WHAT YOU SHOULD DO:
Format every line of the records below as a JSON list of strings, one string per line, with blank lines left out. Leave the pictures out of your answer.

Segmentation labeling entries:
----------------

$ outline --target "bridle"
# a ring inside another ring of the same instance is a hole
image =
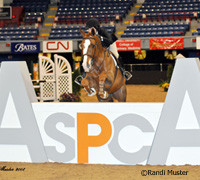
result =
[[[92,59],[92,65],[93,65],[94,60],[95,60],[96,50],[97,50],[97,48],[98,48],[97,40],[96,40],[94,37],[91,37],[91,36],[90,36],[90,37],[87,37],[87,38],[83,38],[83,39],[84,39],[84,40],[85,40],[85,39],[89,39],[89,40],[94,39],[94,40],[95,40],[95,44],[92,44],[92,49],[95,48],[93,55],[88,54],[88,53],[82,55],[83,57],[84,57],[84,56],[89,56],[89,57]],[[90,42],[91,42],[91,41],[90,41]]]

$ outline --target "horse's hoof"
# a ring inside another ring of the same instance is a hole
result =
[[[103,91],[103,92],[99,93],[99,96],[100,96],[101,99],[107,99],[108,98],[108,92]]]
[[[91,93],[89,93],[86,89],[85,89],[85,91],[87,92],[88,96],[94,96],[94,95],[97,94],[97,92],[96,92],[96,90],[94,88],[90,88],[90,92]]]
[[[74,82],[75,82],[76,84],[78,84],[79,86],[81,86],[81,81],[82,81],[82,79],[83,79],[83,76],[82,76],[82,75],[79,75],[79,76],[77,76],[77,77],[75,78]]]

----------------

RESPONSE FOR THIS EXERCISE:
[
  "$ outline --target \"bridle\"",
  "# a ring inside another ring of the same instance is a hole",
  "image =",
  "result =",
  "[[[92,59],[92,65],[93,65],[94,60],[95,60],[96,50],[97,50],[97,48],[98,48],[97,40],[96,40],[94,37],[91,37],[91,36],[90,36],[90,37],[87,37],[87,38],[83,38],[83,39],[84,39],[84,40],[85,40],[85,39],[89,39],[89,40],[94,39],[94,40],[95,40],[95,44],[92,44],[92,49],[95,48],[93,55],[88,54],[88,53],[82,55],[83,57],[84,57],[84,56],[89,56],[89,57]],[[90,42],[91,42],[91,41],[90,41]]]",
  "$ outline --target \"horse's hoof\"",
  "# a ring inside another ring of the same instance is a hole",
  "result =",
  "[[[103,91],[103,92],[99,93],[99,96],[100,96],[101,99],[107,99],[108,98],[108,92]]]",
  "[[[91,93],[89,93],[86,89],[85,89],[85,91],[87,92],[88,96],[94,96],[94,95],[97,94],[97,92],[96,92],[96,90],[94,88],[90,88],[90,92]]]",
  "[[[74,82],[75,82],[76,84],[78,84],[79,86],[81,86],[81,81],[82,81],[82,79],[83,79],[83,76],[82,76],[82,75],[79,75],[79,76],[77,76],[77,77],[75,78]]]"
]